> _SOURCE MATERIAL_
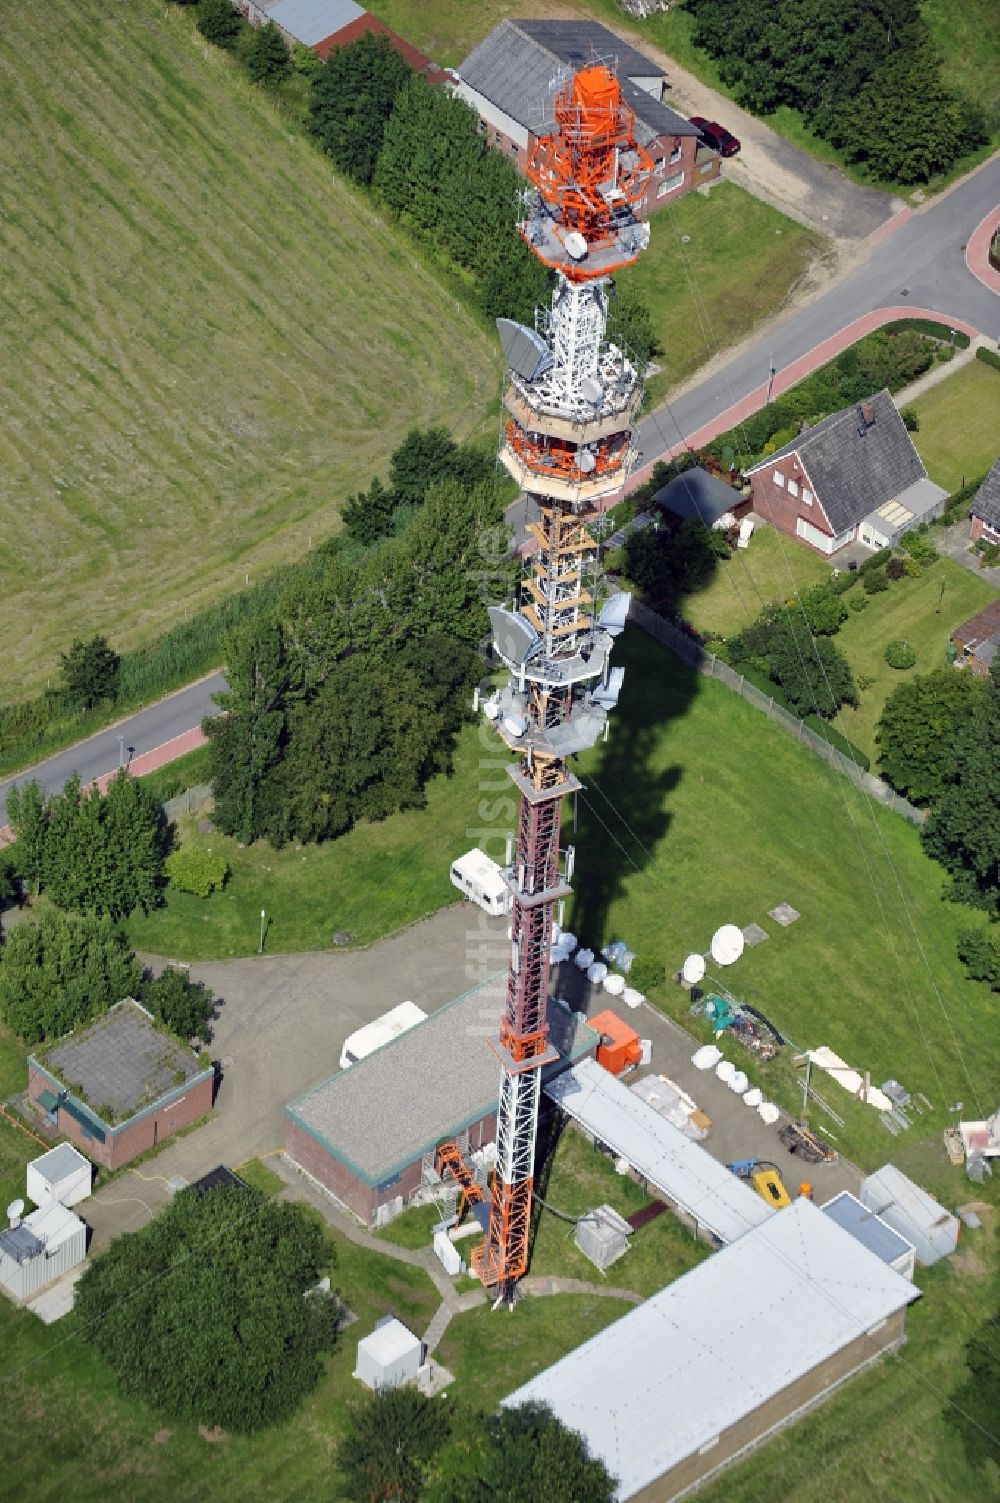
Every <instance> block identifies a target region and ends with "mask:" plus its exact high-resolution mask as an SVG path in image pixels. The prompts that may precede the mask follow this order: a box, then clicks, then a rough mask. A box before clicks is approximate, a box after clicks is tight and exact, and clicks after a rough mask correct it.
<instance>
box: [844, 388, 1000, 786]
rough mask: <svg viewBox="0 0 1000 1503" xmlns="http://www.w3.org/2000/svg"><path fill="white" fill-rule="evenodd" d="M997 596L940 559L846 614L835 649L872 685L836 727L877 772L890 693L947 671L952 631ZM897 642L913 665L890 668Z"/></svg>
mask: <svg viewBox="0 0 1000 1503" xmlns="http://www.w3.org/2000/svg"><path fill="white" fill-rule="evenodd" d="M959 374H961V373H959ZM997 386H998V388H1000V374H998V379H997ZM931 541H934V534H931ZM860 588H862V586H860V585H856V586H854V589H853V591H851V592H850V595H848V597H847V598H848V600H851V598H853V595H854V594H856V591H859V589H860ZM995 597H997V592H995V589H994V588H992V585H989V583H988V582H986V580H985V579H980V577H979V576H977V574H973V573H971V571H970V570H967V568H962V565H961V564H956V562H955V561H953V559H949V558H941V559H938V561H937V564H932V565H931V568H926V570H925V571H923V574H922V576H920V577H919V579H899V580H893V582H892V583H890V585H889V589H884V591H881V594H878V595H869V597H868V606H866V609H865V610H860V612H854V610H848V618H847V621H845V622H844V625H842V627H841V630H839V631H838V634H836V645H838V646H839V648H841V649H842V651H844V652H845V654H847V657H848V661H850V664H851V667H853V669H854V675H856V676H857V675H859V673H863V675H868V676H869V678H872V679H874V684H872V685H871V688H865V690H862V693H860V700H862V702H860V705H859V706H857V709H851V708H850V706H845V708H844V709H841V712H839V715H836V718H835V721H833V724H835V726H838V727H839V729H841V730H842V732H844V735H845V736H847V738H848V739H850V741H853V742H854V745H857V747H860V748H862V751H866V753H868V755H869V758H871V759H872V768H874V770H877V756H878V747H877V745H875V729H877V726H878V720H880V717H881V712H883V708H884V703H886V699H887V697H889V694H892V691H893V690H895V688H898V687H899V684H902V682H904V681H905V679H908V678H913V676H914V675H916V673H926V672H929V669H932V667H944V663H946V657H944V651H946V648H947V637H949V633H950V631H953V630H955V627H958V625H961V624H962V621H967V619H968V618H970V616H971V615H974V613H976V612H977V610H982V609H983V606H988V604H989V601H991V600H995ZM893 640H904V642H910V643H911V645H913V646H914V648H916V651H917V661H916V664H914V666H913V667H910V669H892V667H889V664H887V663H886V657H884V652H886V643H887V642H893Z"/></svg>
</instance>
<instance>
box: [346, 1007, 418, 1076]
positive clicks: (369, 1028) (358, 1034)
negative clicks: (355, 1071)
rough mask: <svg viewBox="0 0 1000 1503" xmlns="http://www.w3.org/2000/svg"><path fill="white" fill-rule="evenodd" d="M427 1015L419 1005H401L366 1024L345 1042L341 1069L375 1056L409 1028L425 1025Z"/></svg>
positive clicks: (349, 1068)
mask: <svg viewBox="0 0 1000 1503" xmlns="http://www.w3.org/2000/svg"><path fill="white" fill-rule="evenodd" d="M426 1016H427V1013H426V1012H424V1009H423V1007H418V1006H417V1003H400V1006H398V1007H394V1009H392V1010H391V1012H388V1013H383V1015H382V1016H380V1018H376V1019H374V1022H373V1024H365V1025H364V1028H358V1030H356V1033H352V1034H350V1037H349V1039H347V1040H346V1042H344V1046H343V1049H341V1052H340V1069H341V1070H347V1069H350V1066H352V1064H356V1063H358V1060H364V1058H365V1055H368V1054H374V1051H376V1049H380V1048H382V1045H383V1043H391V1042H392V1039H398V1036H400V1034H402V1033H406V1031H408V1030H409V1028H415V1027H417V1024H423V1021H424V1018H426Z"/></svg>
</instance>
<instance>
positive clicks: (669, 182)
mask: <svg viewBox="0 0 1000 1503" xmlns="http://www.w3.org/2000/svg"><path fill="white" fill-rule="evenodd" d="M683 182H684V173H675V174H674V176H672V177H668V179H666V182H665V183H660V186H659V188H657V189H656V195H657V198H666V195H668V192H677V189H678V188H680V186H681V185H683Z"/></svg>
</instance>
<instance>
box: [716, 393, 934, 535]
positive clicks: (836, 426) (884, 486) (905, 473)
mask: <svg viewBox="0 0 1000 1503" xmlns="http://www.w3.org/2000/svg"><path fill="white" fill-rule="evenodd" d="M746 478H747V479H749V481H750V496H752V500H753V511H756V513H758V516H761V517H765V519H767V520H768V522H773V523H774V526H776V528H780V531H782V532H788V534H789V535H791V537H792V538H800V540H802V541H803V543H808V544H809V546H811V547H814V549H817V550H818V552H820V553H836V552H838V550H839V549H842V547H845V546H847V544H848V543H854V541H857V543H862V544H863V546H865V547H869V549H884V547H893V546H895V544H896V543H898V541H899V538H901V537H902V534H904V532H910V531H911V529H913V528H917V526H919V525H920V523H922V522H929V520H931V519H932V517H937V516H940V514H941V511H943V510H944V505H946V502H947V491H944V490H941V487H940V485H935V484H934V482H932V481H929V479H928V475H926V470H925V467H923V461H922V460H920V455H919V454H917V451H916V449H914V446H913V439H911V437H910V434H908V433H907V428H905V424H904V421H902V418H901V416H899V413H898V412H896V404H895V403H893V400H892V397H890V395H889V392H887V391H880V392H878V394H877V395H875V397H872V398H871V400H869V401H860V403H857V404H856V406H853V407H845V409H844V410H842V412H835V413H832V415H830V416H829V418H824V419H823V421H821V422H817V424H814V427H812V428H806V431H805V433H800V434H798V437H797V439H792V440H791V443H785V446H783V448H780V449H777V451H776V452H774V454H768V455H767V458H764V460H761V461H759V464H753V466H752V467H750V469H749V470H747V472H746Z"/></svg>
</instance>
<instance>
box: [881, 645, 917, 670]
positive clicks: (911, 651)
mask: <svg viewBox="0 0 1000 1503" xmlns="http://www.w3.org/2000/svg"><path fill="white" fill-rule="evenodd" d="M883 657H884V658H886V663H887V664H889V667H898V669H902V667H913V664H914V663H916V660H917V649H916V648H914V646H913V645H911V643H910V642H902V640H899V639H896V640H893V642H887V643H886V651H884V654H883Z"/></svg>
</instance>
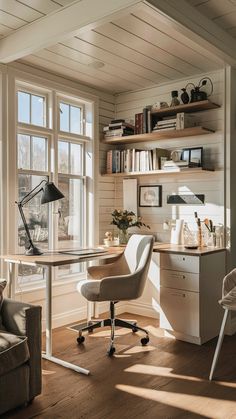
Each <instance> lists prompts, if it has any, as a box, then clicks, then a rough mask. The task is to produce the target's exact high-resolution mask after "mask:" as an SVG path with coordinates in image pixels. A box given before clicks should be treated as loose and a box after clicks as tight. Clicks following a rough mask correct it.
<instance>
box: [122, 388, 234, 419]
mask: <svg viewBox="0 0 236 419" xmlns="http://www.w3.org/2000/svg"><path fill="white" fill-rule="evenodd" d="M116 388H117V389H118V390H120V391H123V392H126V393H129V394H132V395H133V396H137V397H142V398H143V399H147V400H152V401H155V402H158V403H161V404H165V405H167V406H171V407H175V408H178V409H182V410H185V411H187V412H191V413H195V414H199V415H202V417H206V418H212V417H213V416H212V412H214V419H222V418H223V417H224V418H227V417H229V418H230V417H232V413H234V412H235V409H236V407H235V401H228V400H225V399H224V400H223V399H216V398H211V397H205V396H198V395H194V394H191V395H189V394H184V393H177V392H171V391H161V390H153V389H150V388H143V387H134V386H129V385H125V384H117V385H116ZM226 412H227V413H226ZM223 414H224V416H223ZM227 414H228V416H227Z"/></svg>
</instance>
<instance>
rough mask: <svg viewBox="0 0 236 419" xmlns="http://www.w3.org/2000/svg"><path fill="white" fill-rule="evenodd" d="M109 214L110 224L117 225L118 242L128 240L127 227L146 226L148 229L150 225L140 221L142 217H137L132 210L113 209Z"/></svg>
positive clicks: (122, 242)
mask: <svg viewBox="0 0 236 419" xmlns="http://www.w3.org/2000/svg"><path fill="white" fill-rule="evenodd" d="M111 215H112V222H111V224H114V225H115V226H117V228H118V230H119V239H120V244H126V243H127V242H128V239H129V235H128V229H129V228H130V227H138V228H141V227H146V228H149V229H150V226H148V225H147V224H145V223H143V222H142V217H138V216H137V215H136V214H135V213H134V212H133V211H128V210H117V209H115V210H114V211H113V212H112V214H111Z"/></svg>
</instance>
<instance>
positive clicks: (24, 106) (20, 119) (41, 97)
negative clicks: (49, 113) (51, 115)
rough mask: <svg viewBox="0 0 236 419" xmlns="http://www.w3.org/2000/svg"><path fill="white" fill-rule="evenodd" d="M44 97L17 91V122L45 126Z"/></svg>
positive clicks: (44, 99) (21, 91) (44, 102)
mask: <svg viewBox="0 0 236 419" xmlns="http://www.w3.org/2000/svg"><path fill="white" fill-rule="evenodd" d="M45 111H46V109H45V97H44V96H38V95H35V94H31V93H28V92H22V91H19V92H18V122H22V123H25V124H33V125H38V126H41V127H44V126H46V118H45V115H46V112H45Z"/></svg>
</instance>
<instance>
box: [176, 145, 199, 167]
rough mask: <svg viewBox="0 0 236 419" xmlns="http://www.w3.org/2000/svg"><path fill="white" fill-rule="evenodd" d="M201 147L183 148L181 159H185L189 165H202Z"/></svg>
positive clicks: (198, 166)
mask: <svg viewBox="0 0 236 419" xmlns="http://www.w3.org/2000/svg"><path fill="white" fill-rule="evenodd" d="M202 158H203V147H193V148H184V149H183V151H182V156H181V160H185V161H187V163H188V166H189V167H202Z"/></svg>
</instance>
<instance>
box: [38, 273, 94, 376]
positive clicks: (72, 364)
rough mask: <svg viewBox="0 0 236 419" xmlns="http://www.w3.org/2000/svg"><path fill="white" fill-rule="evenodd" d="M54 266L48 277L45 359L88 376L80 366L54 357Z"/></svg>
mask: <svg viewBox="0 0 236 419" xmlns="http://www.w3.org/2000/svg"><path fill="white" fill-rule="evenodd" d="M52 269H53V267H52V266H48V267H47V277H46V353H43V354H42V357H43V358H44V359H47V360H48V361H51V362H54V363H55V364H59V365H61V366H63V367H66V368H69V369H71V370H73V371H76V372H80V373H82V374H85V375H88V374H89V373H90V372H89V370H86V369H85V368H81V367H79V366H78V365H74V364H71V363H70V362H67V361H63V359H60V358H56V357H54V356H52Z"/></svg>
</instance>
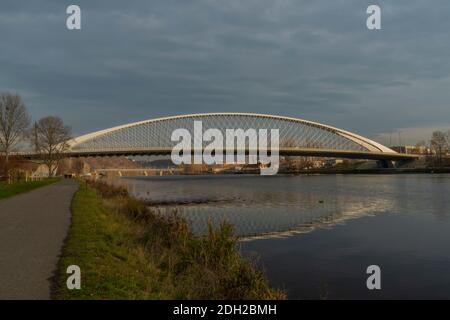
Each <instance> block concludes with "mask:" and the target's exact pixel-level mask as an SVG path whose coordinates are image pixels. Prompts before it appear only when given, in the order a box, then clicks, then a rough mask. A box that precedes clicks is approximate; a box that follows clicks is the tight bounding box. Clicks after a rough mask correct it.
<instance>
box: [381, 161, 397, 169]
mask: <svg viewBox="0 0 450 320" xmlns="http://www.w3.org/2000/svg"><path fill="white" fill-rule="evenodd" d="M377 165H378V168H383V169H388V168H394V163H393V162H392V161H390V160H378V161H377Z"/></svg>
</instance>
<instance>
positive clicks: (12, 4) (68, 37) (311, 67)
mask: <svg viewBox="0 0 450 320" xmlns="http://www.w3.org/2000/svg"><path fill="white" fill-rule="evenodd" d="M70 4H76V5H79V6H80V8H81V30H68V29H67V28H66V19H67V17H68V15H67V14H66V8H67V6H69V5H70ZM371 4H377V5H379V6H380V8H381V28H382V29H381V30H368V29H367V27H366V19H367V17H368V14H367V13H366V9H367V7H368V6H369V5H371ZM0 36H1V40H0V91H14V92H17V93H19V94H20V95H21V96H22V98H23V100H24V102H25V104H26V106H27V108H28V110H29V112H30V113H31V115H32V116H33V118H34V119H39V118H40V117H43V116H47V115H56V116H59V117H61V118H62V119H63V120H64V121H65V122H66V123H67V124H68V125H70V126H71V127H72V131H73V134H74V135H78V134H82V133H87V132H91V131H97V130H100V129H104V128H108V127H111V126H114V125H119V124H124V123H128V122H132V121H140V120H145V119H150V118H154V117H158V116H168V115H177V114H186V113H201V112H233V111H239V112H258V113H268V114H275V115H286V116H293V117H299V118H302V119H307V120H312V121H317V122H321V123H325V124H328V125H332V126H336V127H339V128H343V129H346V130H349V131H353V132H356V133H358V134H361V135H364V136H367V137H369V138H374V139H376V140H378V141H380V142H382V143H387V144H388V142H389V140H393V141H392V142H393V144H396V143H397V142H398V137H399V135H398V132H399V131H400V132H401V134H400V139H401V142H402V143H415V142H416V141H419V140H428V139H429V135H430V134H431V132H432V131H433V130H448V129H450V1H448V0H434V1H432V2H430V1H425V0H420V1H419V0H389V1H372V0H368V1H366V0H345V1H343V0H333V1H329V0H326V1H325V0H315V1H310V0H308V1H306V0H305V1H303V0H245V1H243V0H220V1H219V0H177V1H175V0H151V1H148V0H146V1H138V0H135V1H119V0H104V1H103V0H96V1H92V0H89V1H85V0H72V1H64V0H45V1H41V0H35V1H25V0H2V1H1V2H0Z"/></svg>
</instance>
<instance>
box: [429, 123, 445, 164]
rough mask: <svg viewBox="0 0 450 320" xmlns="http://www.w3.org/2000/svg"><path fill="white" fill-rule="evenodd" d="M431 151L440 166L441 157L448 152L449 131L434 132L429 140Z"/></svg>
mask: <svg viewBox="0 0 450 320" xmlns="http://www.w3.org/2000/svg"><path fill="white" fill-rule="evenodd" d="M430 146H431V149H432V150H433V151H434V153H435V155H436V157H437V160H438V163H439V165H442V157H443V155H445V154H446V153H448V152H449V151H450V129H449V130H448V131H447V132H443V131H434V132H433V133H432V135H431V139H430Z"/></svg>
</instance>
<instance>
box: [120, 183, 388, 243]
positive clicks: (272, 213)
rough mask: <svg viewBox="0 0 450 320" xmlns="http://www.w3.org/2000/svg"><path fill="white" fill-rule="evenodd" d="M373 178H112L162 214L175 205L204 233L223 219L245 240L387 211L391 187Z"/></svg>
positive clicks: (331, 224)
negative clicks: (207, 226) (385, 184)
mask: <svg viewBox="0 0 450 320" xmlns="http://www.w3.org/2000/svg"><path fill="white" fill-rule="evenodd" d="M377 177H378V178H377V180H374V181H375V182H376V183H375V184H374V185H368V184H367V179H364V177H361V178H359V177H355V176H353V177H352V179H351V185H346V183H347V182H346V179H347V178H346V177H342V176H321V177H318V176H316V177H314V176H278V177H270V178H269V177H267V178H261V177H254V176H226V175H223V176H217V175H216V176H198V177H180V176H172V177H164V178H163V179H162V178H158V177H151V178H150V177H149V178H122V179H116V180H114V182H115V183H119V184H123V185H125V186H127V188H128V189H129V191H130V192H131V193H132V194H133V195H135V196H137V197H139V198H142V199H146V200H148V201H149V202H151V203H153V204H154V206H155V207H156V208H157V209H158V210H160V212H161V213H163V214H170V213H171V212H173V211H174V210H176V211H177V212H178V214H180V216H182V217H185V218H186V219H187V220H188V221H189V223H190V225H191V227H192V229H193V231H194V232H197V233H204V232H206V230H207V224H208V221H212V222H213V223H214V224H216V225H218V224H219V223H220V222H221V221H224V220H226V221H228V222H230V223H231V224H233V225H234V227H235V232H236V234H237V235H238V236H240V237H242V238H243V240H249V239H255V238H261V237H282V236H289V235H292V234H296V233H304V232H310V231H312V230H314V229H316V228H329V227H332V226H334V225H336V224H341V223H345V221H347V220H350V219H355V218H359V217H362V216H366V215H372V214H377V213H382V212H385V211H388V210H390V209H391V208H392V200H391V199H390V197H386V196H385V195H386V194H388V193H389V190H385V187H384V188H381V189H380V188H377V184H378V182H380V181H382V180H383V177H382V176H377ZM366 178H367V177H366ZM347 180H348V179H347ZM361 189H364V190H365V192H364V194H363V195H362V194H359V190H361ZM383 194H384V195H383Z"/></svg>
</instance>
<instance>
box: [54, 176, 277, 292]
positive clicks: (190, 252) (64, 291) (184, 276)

> _REQUIRED ACTION_
Within the records above, the line carrying "negative clicks: (207, 226) (385, 184)" starts the range and the last line ends it. Set down that range exactly.

> _COMPLETED TASK_
negative clicks: (207, 226) (385, 184)
mask: <svg viewBox="0 0 450 320" xmlns="http://www.w3.org/2000/svg"><path fill="white" fill-rule="evenodd" d="M377 177H378V178H377V180H374V181H375V182H376V183H375V184H374V185H368V184H367V179H364V177H361V178H359V177H355V176H353V177H352V179H351V185H346V183H347V182H346V179H347V178H346V177H342V176H321V177H318V176H316V177H314V176H278V177H270V178H269V177H267V178H261V177H254V176H226V175H223V176H217V175H216V176H198V177H180V176H172V177H164V178H163V179H162V178H158V177H151V178H150V177H149V178H122V179H116V180H114V182H115V183H119V184H123V185H125V186H127V188H128V189H129V191H130V192H131V193H132V194H133V195H135V196H137V197H139V198H142V199H146V200H148V201H149V202H151V203H153V204H154V206H155V207H156V208H157V209H158V210H160V212H161V213H163V214H170V213H171V212H173V211H174V210H176V211H177V212H178V214H180V216H182V217H185V218H186V219H187V220H188V221H189V223H190V225H191V227H192V229H193V231H194V232H197V233H204V232H206V230H207V224H208V221H212V222H213V223H214V224H216V225H218V224H219V223H220V222H221V221H224V220H226V221H228V222H230V223H231V224H233V225H234V227H235V232H236V234H237V235H238V236H240V237H242V238H243V240H249V239H255V238H261V237H282V236H289V235H292V234H296V233H304V232H310V231H312V230H314V229H316V228H329V227H332V226H334V225H336V224H341V223H345V221H347V220H350V219H355V218H359V217H362V216H366V215H372V214H377V213H382V212H385V211H388V210H390V209H391V208H392V200H391V199H390V197H386V196H385V195H386V194H388V193H389V190H385V187H384V188H381V189H380V188H377V184H378V182H380V181H382V180H383V177H382V176H377ZM366 178H367V177H366ZM347 180H348V179H347ZM361 189H364V190H365V192H364V194H363V195H362V194H359V190H361ZM383 194H384V195H383Z"/></svg>
</instance>
<instance>
box: [54, 176, 277, 292]
positive clicks: (190, 252) (64, 291) (184, 276)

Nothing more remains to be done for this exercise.